» Exercise aim
Set down exactly each line of the entries below, beginning at the one that contains "In this exercise you will pick out the wooden picture" and ending at the last, and no others.

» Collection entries
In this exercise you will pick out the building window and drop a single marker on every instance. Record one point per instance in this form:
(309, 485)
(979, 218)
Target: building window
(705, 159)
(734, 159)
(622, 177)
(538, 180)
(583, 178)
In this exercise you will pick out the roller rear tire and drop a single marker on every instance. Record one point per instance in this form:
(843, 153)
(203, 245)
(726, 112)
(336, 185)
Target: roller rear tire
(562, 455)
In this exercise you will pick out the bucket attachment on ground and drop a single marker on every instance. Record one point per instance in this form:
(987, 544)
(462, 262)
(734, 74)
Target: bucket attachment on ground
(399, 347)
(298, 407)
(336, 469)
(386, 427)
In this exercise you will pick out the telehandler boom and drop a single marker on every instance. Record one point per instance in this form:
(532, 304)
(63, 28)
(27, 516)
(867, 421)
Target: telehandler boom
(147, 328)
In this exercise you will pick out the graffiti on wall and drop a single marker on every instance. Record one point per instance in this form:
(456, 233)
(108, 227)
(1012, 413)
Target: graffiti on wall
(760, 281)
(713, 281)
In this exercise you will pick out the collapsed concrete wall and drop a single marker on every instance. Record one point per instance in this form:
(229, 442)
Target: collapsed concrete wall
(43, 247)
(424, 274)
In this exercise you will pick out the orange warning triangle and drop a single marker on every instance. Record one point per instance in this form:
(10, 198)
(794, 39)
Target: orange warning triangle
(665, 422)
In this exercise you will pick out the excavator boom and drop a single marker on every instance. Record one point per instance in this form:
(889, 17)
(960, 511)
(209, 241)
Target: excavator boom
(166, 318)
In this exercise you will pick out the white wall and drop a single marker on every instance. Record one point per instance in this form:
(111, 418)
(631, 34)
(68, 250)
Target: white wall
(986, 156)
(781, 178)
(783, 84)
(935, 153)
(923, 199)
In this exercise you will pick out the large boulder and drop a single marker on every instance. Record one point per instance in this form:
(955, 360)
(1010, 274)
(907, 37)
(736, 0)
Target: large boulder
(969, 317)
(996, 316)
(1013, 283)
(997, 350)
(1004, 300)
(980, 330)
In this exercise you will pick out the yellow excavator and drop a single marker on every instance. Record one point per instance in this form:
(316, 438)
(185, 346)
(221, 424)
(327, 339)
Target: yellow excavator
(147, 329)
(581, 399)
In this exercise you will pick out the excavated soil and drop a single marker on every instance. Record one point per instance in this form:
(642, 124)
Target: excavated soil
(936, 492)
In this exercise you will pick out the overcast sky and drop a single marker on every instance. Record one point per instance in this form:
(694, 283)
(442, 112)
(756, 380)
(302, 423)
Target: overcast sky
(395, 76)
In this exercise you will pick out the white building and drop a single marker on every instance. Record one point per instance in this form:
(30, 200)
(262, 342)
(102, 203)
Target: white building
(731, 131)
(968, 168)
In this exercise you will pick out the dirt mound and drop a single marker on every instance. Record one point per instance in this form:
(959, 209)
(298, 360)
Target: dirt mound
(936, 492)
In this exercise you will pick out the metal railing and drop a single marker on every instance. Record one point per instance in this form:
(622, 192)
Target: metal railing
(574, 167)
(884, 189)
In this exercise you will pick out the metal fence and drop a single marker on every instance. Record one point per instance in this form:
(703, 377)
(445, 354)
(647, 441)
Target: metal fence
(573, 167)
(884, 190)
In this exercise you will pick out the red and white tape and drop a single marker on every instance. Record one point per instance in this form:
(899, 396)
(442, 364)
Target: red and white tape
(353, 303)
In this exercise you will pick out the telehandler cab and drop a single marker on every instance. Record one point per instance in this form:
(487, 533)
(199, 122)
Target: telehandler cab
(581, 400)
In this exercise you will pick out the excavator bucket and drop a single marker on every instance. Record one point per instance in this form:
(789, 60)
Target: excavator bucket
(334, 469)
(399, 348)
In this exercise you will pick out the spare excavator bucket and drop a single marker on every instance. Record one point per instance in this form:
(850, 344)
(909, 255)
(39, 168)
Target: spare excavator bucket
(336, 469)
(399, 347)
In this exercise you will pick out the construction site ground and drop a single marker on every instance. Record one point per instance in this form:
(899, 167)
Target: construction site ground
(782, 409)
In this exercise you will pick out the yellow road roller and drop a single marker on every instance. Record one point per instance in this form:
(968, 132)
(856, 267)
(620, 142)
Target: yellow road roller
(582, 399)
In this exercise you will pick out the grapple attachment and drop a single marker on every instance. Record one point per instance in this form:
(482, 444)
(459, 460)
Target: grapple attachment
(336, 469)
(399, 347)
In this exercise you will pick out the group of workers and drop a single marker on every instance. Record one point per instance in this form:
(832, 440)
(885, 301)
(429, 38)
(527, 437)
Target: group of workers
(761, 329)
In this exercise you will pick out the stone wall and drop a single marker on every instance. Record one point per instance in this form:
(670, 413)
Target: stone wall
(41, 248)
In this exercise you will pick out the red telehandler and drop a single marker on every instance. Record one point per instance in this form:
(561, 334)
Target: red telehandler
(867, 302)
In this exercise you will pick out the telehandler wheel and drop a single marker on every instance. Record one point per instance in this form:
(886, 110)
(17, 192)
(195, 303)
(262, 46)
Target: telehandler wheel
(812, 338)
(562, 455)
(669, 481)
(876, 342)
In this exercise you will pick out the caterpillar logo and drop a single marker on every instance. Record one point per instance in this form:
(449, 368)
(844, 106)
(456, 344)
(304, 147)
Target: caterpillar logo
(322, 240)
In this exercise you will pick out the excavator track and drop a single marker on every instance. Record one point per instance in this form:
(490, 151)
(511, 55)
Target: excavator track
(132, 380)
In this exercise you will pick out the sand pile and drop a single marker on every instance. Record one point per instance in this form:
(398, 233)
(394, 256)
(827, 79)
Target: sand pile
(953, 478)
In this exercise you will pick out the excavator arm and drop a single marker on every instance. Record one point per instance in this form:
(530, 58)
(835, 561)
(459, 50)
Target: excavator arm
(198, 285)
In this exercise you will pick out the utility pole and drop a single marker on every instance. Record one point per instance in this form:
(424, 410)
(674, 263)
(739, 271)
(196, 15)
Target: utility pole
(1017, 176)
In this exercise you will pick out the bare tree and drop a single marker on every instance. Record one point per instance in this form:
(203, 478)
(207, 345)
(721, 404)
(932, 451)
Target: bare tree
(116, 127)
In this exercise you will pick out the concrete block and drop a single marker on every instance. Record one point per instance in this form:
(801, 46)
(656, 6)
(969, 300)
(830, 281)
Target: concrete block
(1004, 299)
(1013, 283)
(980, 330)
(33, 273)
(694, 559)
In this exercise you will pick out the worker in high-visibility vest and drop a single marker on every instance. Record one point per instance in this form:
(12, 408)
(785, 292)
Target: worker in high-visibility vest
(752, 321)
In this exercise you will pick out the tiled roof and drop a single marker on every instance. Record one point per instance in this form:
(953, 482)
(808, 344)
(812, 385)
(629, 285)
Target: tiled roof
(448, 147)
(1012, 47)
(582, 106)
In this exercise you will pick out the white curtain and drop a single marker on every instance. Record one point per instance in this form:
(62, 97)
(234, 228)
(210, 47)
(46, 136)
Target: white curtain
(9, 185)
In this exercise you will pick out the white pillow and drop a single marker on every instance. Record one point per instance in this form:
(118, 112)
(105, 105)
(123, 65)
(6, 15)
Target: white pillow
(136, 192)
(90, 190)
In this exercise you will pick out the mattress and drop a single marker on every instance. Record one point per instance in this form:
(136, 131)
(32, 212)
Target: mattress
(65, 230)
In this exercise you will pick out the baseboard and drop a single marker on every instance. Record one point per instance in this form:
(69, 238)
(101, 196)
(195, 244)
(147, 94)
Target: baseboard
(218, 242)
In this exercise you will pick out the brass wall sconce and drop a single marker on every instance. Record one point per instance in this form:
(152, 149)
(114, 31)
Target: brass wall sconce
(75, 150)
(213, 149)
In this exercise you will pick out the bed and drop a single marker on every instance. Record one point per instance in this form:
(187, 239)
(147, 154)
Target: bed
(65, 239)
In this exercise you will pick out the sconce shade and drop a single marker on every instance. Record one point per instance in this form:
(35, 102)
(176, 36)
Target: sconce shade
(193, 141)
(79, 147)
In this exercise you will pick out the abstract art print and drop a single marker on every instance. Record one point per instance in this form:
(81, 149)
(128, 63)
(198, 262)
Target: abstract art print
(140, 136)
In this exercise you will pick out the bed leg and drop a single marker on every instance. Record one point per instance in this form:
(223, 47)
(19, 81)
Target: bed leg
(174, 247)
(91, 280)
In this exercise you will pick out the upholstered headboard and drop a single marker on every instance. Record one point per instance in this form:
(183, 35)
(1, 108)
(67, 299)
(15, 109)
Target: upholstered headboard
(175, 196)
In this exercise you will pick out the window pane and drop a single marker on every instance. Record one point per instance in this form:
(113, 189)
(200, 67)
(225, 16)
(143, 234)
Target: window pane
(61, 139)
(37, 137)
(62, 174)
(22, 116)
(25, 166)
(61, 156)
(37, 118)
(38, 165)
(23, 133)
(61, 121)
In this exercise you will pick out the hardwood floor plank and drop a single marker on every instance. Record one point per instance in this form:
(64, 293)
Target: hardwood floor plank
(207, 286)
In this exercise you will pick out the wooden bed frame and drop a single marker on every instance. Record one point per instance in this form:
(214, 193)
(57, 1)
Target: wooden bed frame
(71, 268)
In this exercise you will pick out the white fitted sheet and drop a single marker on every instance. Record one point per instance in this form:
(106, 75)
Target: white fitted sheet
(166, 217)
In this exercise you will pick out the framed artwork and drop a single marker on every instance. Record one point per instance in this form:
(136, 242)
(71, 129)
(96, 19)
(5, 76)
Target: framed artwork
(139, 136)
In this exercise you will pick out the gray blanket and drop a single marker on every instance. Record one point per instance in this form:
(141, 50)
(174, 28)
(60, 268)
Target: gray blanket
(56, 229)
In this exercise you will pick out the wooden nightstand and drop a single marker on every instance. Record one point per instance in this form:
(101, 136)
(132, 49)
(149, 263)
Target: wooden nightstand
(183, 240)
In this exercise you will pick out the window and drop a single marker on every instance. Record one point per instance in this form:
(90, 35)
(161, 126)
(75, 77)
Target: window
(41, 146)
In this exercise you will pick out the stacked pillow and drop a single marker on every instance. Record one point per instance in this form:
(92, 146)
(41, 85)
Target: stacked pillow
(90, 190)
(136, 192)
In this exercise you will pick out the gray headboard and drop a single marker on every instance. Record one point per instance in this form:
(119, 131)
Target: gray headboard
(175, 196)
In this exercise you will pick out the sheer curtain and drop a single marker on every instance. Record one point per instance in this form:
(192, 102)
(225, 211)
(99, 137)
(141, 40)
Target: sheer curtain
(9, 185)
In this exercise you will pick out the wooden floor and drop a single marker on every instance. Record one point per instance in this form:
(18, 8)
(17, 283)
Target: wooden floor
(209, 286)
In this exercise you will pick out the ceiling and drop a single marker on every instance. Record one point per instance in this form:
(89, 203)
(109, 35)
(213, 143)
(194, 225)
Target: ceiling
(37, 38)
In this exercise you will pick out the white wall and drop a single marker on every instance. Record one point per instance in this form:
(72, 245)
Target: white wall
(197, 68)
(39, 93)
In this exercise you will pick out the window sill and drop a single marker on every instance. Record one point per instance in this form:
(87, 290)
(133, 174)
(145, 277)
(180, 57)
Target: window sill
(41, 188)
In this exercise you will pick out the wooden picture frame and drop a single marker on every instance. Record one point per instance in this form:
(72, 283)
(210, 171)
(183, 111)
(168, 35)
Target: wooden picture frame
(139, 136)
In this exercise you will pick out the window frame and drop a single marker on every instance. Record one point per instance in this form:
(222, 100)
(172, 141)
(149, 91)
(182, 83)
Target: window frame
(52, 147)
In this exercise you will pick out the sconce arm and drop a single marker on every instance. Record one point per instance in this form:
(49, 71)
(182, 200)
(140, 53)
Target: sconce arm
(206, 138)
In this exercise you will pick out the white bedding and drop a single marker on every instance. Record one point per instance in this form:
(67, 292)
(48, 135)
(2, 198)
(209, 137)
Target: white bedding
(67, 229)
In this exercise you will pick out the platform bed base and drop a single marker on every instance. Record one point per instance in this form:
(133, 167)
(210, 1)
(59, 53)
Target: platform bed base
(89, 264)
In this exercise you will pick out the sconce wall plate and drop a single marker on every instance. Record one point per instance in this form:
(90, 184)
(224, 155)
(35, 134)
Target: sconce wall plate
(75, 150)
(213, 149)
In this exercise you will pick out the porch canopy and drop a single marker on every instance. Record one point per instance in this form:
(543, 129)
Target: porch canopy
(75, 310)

» Solution
In this exercise you will pick out the wooden picture frame and drop a single marker on every instance. Record one point per instance in this form:
(72, 283)
(210, 171)
(183, 111)
(168, 35)
Target: wooden picture frame
(139, 136)
In this exercise you will pick out the window frame and drop a single marker on every instance. Record one point per instance in this form:
(222, 100)
(172, 141)
(149, 91)
(182, 83)
Target: window frame
(52, 147)
In this exercise you will pick out the sconce arm and drop a single marker on every instance. Record one point per instance in this form:
(49, 71)
(182, 200)
(140, 53)
Target: sconce arm
(206, 138)
In this exercise you will pick out the white bedding and drop a single marker on every instance. Record one point per instance in this form:
(67, 292)
(48, 135)
(2, 198)
(209, 137)
Target: white bedding
(67, 229)
In this exercise you will pick out the platform bed base and drop a single marker on every instance. Record one point per instance in this form:
(133, 167)
(210, 1)
(59, 53)
Target: platform bed base
(89, 264)
In this exercise you will pick out the sconce wall plate and drop a single marker on every instance. Record one point per instance in this form:
(90, 184)
(224, 155)
(35, 134)
Target: sconce wall plate
(75, 150)
(213, 149)
In this exercise you will pick out the porch canopy and drop a single marker on every instance. Record one point per instance in this form:
(543, 129)
Target: porch canopy
(75, 310)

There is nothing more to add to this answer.